▶ **Task to carry out**
Format the lines below as a numbered list, starting at the first line of the rows and ending at the line that contains "[[56, 84], [15, 111], [25, 142], [64, 138], [80, 104]]". Leave out any blank lines.

▶ **Exercise materials**

..............................

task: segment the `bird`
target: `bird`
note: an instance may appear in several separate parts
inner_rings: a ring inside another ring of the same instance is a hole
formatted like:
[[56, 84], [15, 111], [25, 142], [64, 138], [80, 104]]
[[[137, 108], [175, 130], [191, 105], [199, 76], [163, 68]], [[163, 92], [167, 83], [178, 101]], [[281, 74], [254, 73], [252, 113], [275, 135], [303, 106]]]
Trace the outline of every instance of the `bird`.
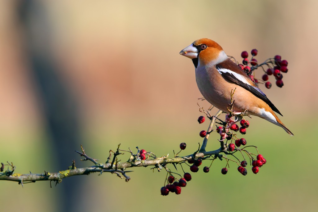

..............................

▶ **Solution for this exercise**
1. task: segment the `bird`
2. target: `bird`
3. note: an instance may appear in several separate parts
4. inner_rings: a ring inside another ring of the same instance is a hole
5. formatted like:
6. [[56, 84], [15, 111], [25, 142], [64, 138], [80, 104]]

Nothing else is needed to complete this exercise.